Work required:
Rewrite the items below, swapping "white car" for "silver car" and keeping everything else the same.

Available records:
--- Begin ---
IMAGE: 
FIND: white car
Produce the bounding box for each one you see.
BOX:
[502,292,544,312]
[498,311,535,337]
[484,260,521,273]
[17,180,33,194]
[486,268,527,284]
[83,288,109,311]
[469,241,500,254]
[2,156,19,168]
--- End ---
Answer to this exercise:
IMAGE: 
FIND: silver car
Produce the bounding box for each one you see.
BOX:
[502,292,544,312]
[498,311,535,337]
[484,260,521,273]
[17,180,33,194]
[486,268,527,284]
[83,288,109,311]
[469,241,500,254]
[2,156,19,168]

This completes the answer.